*** Supplied entries

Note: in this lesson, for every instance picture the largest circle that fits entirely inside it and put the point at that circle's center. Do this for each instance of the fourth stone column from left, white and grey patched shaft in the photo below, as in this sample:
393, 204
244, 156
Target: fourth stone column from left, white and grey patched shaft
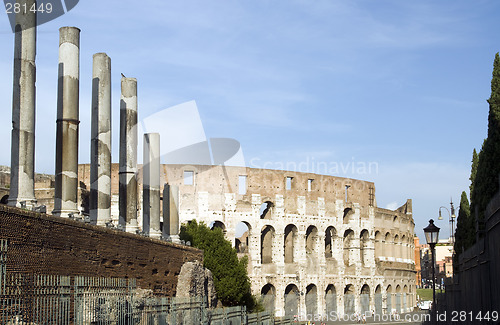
128, 155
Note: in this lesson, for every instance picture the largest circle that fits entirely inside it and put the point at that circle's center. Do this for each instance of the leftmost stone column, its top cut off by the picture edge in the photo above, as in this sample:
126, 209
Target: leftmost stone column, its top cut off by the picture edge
22, 185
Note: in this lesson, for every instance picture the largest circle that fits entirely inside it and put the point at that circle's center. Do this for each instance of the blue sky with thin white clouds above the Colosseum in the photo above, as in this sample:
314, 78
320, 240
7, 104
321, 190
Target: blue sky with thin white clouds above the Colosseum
402, 84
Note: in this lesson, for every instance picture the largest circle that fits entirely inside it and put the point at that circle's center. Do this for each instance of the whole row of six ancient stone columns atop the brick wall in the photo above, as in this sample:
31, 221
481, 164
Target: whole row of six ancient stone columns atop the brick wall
22, 192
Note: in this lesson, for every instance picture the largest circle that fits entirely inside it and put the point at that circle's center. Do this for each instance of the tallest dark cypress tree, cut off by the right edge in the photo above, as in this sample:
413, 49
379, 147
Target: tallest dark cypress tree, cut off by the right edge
486, 183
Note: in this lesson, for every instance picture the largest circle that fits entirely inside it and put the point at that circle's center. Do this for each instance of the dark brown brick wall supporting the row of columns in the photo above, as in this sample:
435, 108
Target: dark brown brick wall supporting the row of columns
44, 244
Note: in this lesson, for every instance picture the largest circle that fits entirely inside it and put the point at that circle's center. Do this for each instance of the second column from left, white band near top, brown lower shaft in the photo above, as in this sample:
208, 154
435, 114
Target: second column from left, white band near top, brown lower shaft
66, 186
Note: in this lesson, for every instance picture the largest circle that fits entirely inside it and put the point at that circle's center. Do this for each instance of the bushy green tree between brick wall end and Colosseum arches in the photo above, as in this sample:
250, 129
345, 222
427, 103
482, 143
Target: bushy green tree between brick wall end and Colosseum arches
230, 273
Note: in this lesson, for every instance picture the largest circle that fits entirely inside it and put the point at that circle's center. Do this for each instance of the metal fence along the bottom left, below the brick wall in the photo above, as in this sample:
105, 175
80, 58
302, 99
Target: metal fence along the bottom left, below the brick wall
63, 300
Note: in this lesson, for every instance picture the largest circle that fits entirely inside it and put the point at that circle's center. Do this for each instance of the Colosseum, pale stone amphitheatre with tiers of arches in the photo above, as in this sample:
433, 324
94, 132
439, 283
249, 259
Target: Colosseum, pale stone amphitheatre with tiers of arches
316, 244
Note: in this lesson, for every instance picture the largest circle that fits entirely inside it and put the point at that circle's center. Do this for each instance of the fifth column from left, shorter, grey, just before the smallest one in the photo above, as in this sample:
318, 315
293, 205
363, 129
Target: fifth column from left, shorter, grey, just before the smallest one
151, 185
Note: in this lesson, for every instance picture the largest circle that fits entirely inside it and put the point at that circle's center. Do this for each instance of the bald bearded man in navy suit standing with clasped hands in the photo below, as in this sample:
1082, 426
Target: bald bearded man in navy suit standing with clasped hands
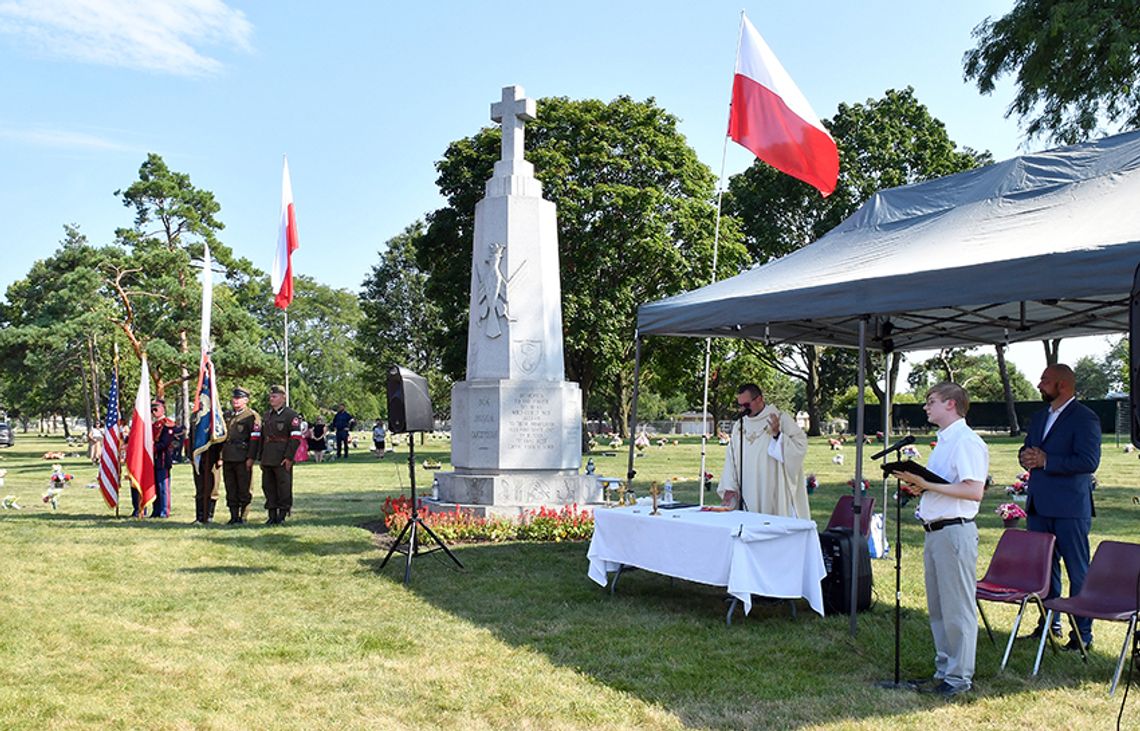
1062, 451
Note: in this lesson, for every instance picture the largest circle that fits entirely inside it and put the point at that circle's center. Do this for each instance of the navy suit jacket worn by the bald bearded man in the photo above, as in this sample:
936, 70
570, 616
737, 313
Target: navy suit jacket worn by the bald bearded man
1064, 488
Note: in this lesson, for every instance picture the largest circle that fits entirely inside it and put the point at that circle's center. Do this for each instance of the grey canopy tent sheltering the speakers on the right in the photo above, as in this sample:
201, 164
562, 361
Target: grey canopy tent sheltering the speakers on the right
1044, 246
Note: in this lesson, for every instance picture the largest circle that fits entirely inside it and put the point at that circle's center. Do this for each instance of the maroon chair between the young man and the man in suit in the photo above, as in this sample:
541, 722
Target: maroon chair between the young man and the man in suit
1019, 574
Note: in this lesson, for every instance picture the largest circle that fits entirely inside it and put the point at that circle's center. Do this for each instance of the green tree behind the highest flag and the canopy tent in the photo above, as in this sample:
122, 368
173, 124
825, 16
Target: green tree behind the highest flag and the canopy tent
883, 144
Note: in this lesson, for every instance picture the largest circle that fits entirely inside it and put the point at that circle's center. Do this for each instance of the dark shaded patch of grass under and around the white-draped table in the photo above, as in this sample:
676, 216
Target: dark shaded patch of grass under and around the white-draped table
666, 641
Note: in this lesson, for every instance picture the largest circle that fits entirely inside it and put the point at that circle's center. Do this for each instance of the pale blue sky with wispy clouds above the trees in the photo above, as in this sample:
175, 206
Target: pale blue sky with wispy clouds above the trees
364, 99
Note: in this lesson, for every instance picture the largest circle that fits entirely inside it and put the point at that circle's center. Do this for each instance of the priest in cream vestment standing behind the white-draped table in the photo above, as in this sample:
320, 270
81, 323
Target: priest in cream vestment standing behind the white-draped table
775, 448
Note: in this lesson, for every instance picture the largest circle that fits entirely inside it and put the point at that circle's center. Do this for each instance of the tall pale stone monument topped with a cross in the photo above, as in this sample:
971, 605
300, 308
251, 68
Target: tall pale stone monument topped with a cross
516, 420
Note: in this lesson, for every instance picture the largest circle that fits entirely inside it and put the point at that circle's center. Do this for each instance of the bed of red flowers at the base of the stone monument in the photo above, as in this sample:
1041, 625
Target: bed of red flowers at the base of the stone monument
545, 524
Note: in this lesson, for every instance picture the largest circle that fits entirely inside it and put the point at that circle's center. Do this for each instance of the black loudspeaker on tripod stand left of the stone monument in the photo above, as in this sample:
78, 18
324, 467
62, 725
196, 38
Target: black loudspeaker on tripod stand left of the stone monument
410, 411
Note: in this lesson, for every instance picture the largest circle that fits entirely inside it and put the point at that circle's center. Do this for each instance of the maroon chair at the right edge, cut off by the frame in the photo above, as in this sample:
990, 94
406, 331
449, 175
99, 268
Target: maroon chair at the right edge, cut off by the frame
1110, 592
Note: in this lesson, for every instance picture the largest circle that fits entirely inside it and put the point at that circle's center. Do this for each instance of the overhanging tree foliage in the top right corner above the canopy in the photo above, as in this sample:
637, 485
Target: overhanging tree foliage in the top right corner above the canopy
1077, 64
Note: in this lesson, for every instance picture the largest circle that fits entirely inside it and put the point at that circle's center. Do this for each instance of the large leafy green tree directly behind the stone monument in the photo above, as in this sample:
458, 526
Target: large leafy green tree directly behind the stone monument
636, 224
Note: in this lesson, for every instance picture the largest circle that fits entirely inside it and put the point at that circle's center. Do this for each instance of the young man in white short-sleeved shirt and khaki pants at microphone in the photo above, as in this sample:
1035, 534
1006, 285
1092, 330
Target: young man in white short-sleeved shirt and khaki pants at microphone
950, 555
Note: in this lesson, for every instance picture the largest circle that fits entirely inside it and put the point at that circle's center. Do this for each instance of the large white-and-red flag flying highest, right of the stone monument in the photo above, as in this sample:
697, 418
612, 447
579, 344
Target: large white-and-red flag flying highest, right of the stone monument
771, 118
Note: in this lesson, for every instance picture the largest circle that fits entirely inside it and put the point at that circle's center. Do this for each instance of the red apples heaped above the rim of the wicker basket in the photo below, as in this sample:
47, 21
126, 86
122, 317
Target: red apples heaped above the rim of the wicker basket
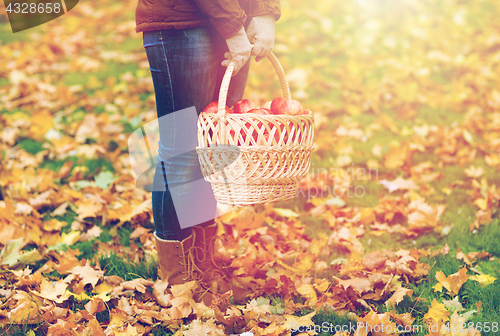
279, 105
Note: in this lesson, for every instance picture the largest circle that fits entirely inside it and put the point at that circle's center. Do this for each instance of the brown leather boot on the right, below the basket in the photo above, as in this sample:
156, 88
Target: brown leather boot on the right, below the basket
214, 277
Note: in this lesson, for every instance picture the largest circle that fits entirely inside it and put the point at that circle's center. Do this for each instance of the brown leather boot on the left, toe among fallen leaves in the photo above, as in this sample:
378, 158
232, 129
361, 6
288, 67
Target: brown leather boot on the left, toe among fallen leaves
176, 265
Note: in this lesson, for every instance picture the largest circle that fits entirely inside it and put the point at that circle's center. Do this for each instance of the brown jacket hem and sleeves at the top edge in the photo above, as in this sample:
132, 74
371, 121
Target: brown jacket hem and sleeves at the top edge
227, 16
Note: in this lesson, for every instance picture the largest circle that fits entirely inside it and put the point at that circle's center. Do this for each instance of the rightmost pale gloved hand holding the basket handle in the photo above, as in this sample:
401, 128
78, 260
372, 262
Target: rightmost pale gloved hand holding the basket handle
260, 32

******

Lines before the one containing "Target: brown leather boot on the right, below" are left out. Repeat that line and all lines after it in the records above exactly.

• Answer section
Target: brown leather boot on the right, below the basket
214, 277
Note: in this lesson, for every instance picture the largest circle that fits entirely inside it and put the point at that circle's center. Do this for each instance of the brown leather boot on the left, toe among fallen leaves in the photo above, as in this sample:
378, 158
232, 129
361, 6
288, 67
Target: brown leather boot on the left, toe among fallen leaves
176, 265
Note: in this lesson, for every instance picture the largest circle that fits entirely inside it and put the point at that circle's center. Do this for each instance of the brown jacket hem and sleeves at the top edge in the photo above, as in this sample:
132, 74
371, 121
Target: brown jacket hem and sleeves at the top edge
227, 16
Note: in this lesson, for every instance picture the largest circle that fits entirely inside it and put the point at that circle's center. Do this for each instance of the rightmost pale gloved hand holding the basket handle in the photo above, as in this sample:
401, 128
78, 260
372, 262
Target: rightmost pale gloved hand holding the basket handle
260, 32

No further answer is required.